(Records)
──────
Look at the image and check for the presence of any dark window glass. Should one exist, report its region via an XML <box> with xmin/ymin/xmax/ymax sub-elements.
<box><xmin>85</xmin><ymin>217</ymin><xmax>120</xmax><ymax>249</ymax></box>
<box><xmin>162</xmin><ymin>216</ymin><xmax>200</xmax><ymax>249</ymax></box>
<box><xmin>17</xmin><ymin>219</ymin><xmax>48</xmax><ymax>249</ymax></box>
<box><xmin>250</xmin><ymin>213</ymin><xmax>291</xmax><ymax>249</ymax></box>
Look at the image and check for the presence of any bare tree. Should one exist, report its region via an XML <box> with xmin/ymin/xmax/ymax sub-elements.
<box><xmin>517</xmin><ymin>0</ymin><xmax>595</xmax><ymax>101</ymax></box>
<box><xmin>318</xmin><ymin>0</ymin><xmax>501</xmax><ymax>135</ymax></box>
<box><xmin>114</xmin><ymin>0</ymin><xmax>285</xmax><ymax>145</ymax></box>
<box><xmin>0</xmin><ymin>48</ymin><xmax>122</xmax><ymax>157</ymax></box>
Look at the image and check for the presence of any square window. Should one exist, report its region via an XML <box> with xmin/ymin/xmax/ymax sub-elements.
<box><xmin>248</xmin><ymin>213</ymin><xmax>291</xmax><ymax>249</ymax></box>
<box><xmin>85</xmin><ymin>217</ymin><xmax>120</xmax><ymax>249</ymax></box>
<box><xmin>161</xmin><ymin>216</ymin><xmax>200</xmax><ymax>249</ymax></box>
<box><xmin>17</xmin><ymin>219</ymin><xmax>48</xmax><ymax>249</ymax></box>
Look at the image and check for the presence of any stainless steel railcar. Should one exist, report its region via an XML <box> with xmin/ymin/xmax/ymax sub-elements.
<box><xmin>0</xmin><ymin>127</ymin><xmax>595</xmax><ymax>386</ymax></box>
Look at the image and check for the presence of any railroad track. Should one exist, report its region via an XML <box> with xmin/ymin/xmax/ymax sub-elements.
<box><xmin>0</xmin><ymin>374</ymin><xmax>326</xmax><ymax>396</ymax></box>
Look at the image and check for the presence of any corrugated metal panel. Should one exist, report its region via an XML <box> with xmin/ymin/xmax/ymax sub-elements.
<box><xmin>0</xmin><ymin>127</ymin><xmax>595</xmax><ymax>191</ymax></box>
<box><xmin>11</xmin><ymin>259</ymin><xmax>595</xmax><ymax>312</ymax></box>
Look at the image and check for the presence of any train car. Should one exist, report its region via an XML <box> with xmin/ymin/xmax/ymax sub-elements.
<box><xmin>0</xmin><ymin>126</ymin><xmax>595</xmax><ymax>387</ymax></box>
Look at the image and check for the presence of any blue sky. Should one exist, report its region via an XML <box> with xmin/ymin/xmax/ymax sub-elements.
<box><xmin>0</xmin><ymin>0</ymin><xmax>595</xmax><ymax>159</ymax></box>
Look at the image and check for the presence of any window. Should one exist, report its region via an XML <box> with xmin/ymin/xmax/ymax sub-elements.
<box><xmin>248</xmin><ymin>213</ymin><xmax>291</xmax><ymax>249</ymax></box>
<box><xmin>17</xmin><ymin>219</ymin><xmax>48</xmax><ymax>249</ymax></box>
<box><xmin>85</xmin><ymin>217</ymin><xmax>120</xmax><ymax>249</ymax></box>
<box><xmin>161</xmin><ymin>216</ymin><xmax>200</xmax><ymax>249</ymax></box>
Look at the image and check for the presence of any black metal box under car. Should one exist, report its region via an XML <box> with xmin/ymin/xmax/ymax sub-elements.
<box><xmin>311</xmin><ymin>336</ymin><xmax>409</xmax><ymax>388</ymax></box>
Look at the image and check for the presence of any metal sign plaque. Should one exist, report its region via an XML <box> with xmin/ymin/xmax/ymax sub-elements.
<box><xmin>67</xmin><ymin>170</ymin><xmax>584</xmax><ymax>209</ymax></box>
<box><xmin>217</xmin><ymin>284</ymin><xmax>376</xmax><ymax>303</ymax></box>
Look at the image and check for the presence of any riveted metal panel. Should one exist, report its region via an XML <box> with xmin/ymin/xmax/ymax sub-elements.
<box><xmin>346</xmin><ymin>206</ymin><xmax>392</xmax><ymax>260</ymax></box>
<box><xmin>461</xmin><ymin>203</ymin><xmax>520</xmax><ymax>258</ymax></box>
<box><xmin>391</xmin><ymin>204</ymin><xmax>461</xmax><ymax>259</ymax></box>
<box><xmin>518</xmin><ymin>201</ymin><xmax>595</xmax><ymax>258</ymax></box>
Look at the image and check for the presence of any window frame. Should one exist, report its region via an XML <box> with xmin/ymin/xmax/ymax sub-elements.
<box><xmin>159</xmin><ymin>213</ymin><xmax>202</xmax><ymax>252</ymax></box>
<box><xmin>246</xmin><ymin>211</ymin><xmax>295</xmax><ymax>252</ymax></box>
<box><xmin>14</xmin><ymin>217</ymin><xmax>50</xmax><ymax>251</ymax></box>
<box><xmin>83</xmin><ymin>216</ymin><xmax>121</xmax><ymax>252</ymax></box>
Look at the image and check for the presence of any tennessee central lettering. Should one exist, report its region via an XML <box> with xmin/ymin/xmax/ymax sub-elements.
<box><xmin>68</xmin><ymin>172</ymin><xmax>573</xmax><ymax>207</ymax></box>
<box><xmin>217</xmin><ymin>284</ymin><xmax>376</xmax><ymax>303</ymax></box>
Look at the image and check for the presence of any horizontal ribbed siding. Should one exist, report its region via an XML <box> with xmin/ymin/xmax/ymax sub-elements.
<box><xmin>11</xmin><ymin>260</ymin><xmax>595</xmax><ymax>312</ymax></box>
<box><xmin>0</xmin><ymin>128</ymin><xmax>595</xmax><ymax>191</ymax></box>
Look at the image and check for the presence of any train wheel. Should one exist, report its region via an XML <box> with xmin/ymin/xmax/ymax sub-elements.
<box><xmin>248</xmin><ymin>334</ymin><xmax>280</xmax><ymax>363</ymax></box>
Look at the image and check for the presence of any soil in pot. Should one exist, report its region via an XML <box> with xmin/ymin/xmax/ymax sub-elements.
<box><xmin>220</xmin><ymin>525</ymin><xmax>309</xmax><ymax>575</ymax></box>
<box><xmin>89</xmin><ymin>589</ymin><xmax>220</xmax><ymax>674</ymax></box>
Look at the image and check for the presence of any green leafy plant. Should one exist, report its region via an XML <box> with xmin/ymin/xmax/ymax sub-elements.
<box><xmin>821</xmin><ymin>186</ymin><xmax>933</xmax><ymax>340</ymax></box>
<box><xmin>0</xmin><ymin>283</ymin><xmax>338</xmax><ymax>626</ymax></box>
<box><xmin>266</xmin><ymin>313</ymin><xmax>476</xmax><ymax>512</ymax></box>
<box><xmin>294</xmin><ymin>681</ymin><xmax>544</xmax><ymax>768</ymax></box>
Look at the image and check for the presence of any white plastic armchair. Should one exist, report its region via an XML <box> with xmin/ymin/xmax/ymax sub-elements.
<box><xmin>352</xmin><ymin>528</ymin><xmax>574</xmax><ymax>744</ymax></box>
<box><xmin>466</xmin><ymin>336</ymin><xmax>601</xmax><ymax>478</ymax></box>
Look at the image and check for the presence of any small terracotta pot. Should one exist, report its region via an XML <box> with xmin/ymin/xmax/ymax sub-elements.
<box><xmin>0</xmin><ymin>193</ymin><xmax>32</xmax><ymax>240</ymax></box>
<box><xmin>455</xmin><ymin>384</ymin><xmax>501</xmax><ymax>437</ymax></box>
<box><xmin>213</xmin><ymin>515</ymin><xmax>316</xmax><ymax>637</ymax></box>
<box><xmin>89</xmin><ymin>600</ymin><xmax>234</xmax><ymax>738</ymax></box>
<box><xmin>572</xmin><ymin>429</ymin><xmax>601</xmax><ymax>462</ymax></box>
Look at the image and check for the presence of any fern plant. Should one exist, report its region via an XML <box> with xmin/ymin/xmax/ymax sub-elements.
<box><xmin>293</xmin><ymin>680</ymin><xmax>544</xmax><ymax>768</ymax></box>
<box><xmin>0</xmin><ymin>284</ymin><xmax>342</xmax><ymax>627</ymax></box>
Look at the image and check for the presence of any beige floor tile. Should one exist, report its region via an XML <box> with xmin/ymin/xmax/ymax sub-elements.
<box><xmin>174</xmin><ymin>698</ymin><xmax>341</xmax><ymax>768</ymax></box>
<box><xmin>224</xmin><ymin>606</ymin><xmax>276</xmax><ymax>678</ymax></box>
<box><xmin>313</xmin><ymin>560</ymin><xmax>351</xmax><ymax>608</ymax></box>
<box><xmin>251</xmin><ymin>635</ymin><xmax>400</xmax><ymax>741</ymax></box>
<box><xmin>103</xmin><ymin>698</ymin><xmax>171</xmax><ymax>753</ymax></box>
──────
INSTRUCTIONS FOR THE TASK: Copy the material from the line containing "of any fern" through the end of the records, replacing "Should one exist" with "If one is present" and leaving everything else unchanged.

FINAL RESULT:
Look at the image and check for the presence of any fern plant. If one is present, report its region via an XML <box> with xmin/ymin/xmax/ymax sub-elements.
<box><xmin>293</xmin><ymin>680</ymin><xmax>544</xmax><ymax>768</ymax></box>
<box><xmin>0</xmin><ymin>284</ymin><xmax>342</xmax><ymax>627</ymax></box>
Look at the image and check for the presence of any beige floor tile. If one is present, report its region via an XML <box> with xmin/ymin/xmax/ymax sub-elements.
<box><xmin>174</xmin><ymin>698</ymin><xmax>341</xmax><ymax>768</ymax></box>
<box><xmin>224</xmin><ymin>606</ymin><xmax>276</xmax><ymax>678</ymax></box>
<box><xmin>313</xmin><ymin>560</ymin><xmax>351</xmax><ymax>608</ymax></box>
<box><xmin>251</xmin><ymin>635</ymin><xmax>400</xmax><ymax>741</ymax></box>
<box><xmin>103</xmin><ymin>698</ymin><xmax>171</xmax><ymax>753</ymax></box>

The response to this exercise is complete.